#### Excerpted passage:
----------------------------------------
News Processing on the iPad with Flipboard

There is too much goddamn information in this world – but what can we do about it?

First off, we could ignore it.  Take up reading  Sci-Fi novels or watching reality TV and just tune out the world.  Well, that doesn’t work for me.  I’m a little like that robot in Short Circuit, Johnny 5, who craves more input.  Johnny 5 can read an encyclopedia in a matter of minutes and begs for more, but I can’t.  I don’t want to be like God and know about every dang sparrow that falls from a tree, but I do want a rough idea of what’s going on around this old reality each day.

What I crave is a good steady flow of knowledge about this world and the cosmos.  I like learning new things, but I also need time to ponder fresh data and digest it.  Like most people I want to be up on current events, and not too out of touch with popular culture.  I’m not quite ready for the youngsters to be laughing at me for not knowing the current crop of glitterati of the moment, although I really don’t care, either about being laughed at or who is currently grabbing their 15 minutes of fame.

The trouble is we live in world overflowing with information.  If facts were water droplets there would be no land on this planet.

Keeping up with the news used to mean reading the newspaper or maybe a couple of magazines. Then came television which really made being nosey addictive.  Now with the world wide web we have access to countless newspapers, magazines, television stations, web sites, blogs all coming to us at once.  It’s a wise man who knows what he doesn’t want to know.

For some people getting their daily dose of reality is as simple as watching the NBC Nightly News 30 minutes a day.  But this is baby food news, predigested bites served from little jars and spoon fed to those who are still in the crawling stage of exploring reality.  The next step up for toddlers is the PBS NewsHour.  But then we run into the issue of facts per hour barrier.  How many people really want to spend more than a hour a day getting the news when most of it is repetitive and overly verbose.

What if you could read reports, study graphs and photos and see video clips at your own pace – tailored just your informational curiosity?  That’s what I’m trying to do with my iPad

A tablet computer can nicely format text for reading, show video clips in bright clarity, and display photos that look better than a slick magazine with the extra feature that you can zoom in on them for close study.  It’s outdoes the newspaper, magazine and competes well against the television and the web.

The trick is to get just the right words, videos and photos to view on the tablet.  And it’s a very hard trick.

Enter Flipboard for the iPad.  It does several things, but not perfectly – yet.

  • RSS feed reader
  • Twitter client
  • Facebook client
  • Digests many popular magazines, newspapers and websites

I already like taking in Facebook and Twitter content better on the iPad and Flipboard because Flipboard formats this web content to look like a elegantly laid out magazine.  It’s far more eye catching, but then Facebook is a homely looking website, so it’s not that hard to beat.
----------------------------------------
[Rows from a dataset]
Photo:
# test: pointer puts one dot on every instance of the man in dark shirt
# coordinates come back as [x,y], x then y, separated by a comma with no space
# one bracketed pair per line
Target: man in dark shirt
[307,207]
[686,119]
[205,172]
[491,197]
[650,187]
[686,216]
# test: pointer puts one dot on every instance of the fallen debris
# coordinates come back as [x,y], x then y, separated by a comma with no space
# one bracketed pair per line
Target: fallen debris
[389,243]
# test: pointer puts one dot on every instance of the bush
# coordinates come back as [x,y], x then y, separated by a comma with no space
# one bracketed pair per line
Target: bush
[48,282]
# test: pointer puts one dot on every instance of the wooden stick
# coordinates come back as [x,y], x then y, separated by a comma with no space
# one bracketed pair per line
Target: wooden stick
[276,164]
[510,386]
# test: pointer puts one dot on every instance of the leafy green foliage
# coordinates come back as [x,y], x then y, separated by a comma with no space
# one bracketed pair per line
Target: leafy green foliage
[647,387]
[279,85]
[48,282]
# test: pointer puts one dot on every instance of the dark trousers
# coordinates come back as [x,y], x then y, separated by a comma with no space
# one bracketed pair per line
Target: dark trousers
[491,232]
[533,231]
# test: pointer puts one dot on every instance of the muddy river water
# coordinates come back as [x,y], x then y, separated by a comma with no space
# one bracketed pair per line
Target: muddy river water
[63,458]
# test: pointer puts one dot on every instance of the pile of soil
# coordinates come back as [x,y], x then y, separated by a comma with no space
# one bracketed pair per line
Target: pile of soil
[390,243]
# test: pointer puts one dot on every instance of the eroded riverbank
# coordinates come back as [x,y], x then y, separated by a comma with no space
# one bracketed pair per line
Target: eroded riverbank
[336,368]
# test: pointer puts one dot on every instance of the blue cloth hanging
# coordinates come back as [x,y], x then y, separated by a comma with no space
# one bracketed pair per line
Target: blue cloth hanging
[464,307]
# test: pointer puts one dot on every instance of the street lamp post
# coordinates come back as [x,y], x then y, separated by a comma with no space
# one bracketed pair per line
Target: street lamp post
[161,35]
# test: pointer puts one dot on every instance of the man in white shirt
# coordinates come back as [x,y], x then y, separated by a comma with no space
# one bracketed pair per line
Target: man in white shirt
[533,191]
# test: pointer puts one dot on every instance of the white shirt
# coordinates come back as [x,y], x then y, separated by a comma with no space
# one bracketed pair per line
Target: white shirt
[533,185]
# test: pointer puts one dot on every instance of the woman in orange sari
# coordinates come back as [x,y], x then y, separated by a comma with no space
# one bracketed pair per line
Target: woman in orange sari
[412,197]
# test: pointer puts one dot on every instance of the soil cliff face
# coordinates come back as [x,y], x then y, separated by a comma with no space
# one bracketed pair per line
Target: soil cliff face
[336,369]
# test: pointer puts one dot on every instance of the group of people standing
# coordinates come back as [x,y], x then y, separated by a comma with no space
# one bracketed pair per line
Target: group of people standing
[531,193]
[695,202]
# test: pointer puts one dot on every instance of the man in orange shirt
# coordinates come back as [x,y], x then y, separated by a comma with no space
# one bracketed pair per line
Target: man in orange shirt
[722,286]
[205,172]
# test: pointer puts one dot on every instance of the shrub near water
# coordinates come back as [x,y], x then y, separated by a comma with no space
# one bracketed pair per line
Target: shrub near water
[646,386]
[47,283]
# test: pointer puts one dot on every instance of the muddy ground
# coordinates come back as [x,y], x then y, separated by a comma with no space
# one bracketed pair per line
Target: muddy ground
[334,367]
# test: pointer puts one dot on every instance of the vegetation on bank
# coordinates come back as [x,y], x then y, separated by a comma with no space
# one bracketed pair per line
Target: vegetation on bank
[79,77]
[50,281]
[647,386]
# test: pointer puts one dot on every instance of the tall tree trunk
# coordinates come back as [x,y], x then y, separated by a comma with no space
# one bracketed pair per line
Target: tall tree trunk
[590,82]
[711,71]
----------------------------------------
#### Set of tasks:
1. Can you rewrite the stretch of rows from the line containing "the tall tree trunk" through the end of the rows, giving every line again with its request, but with each coordinate in the answers multiplied by 0.85 and rounded to a whole number, halves up?
2. Could you write what comes next in the post about reading news on the iPad with Flipboard, picking up after its last sentence?

#### Per-task answers:
1.
# test: pointer puts one dot on every instance of the tall tree trunk
# coordinates come back as [x,y], x then y, separated by a comma with no space
# one bracketed pair per line
Target: tall tree trunk
[502,70]
[604,60]

2.
It’s also nicer to read RSS content on Flipboard than Google Reader, although there are some big limitations.  RSS feeds come through in two styles.  Some sites send the whole page, and others send just a teaser and a link back to the original web page.  They want you to come look at their ads.  Falling out of Flipboard into its browser mode is unpleasant.  I don’t like reading web pages on the tablet even with the magic of spreading and pinching pages to make them readable.  If I’m going to read the web I’d rather be sitting at my 22” desktop screen. 

However, many websites do send the full pages in their feeds and these look wonderful on the iPad because Flipboard makes their content look like it was published in an issue of National Geographic.

To make up for this limitation of RSS feeds Flipboard has contracted with publishers like Condé Nast to stream their content into Flipboard’s beautiful formatting.  These do come with original ads or even extra ads, but they look like they do in magazines, and not like web pages.  However, these pages are handled different from the RSS content.  Instead of scrolling up to read a long article, they are formatted into pages that you have to flip.  Here’s what Flipboard looks like:

After configuring Flipboard with my accounts at Facebook, Twitter and Google Reader I opened Flipboard and started flipping.  Fantastic first impression, and then I noticed, gee, there’s a lot of damn pages to read here.  Now that’s the essential key to using Flipboard, cutting down your input.

I’m leaving Facebook as it is, but I’m thinking of cutting out a lot of “friends.”  On Twitter, which was already minimally used, I cut out very active feeds.  Then I went to Google Reader and deleted RSS subscriptions to any feed that used the teaser method of providing content.  I only want complete articles sent to me.  I also deleted feeds that sent articles by the hundreds.

What I want is my own personalized digital magazine that I can flip through each day and keep up with what I’m interested in.  It’s going to take awhile to customize Flipboard to get things just the way I like things.  It will  take a few more revisions of the program too.

Flipboard opens on the Favorites section.  The first page has 9 photo squares that each equal a content source.  With the More feature you can add 12 more squares on the next page, each a new content source.

Through the More feature – content from professional publishers like Time, Wired, National Geographic, The New Yorker, Salon, Huffington Post, Elle, Rolling Stone, etc. can be added to the Favorites squares.  Flipboard can expand your magazine to cover endless varieties of news.  This canned list of content that Flipboard has arranged with publishers is ever growing.  They sort this content by twelve categories but that will probably expand too.   You can use these many sources to build new Favorites sections. These pages look like actual magazine pages with ads, and they might be direct copies from printed pages, or facsimiles.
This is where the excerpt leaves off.